• [Information given]:
* * * * * * *
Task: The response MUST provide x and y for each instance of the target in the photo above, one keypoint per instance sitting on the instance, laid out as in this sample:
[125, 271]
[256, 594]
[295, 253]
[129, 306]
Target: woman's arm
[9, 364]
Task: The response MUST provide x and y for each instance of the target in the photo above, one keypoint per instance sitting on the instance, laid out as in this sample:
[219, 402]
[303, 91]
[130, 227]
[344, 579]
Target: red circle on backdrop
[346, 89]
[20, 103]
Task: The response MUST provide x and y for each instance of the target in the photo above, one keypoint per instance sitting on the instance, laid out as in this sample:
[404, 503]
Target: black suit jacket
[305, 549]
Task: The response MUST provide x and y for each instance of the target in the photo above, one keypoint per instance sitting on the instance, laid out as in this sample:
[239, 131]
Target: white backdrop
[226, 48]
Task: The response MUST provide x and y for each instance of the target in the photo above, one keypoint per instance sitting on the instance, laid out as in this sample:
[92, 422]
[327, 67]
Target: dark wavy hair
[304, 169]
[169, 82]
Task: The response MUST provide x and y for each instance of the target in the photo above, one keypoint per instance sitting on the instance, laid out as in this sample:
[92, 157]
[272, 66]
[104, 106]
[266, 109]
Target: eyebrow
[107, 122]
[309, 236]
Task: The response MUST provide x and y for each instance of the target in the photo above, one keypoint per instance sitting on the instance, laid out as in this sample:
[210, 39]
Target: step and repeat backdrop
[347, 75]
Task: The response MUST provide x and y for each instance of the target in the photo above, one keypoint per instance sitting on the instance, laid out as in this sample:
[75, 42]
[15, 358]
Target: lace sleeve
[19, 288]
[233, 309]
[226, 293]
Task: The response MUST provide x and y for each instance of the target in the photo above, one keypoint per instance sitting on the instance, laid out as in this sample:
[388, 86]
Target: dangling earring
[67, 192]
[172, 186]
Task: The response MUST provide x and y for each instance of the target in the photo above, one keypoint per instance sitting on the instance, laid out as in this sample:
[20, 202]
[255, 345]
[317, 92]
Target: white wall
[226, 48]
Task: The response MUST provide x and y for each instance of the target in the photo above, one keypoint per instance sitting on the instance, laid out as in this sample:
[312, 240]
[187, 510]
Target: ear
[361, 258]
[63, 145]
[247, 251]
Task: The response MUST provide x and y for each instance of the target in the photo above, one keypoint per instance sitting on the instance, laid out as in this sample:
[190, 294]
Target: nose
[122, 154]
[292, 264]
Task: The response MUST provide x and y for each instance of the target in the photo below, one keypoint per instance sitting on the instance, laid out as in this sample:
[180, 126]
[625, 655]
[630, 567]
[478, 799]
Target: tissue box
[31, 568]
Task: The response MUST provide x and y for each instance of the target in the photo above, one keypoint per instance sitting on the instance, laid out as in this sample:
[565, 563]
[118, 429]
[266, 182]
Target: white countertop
* * * * * * *
• [What you will do]:
Repeat each record exactly. Omit nothing.

• [Solution below]:
Task: The response MUST provide x and y for each instance of the target in the photo above, one keypoint per instance sitting on the instance, laid out as in this sample:
[125, 271]
[256, 594]
[295, 253]
[129, 306]
Target: woman's arm
[9, 364]
Task: The response MUST provide x and y for each instance of the target in the photo above, one keypoint per instance sitting on the instance, laid out as in this sample:
[219, 402]
[303, 91]
[130, 227]
[344, 579]
Target: red circle on backdrop
[346, 89]
[20, 103]
Task: The response MUST provide x and y for each instance of the target in the photo above, one keypoint per instance sitting on the instance, laid out as in this sample:
[404, 503]
Target: black suit jacket
[305, 549]
Task: The response MUST provide x and y for each instance of the target in the photo above, one keypoint per instance sitting on the instance, laid out as in this sample:
[239, 131]
Target: white backdrop
[226, 48]
Task: The response MUST provide x and y for each instance of the target in the photo above, one keypoint per instance sitting on the instance, laid out as in this sample:
[92, 422]
[327, 67]
Target: dark wavy hair
[304, 169]
[169, 82]
Task: The response MUST provide x and y for each instance of the target in the photo above, one keypoint per instance sitting on the instance, laid out as in this sample:
[92, 157]
[272, 66]
[104, 106]
[266, 109]
Target: eyebrow
[107, 122]
[309, 236]
Task: The response MUST provide x and y for each instance of the target in the photo above, one keypoint per instance sitting on the instance, laid out as in this sample:
[210, 39]
Target: step and repeat backdrop
[347, 75]
Task: The response MUST provide x and y for each instance of the target in the photo above, one keypoint per instance sitting on the instance, laid out as in this sample:
[75, 42]
[15, 358]
Target: lace sleeve
[19, 288]
[233, 309]
[226, 293]
Task: The response MUST provide x and y for each instance of the target in the photo above, one keypoint per instance sitting on the instance, laid out as in this sample:
[388, 86]
Target: dangling earring
[67, 192]
[172, 186]
Task: The response MUST provide x and y for each instance of the target in the photo above, one keypoint per instance sitting on the instance, laid out as in this sample:
[20, 202]
[255, 345]
[317, 92]
Target: white wall
[226, 48]
Task: The response MUST provide x and y for each instance of the target in the photo above, one keypoint per instance sitting on the instance, laid out as in this sample:
[312, 240]
[187, 510]
Target: ear
[361, 258]
[63, 145]
[247, 251]
Task: The response MUST provide x and y for each instance of the target in the photo above, one keypoint per instance sitting on the instance, laid out as in this sample:
[190, 294]
Target: nose
[122, 154]
[292, 264]
Task: The response MUST provide x and y for each instance of the target in the photo below, one keypoint per instance sitting on the instance, laid out as in this sample:
[180, 126]
[625, 655]
[630, 567]
[478, 799]
Target: tissue box
[31, 568]
Task: The response MUST provide x and y for each instance of the target in the photo above, one keypoint per instance sitting on the instance, laid out as in this sample:
[565, 563]
[118, 429]
[266, 182]
Target: white countertop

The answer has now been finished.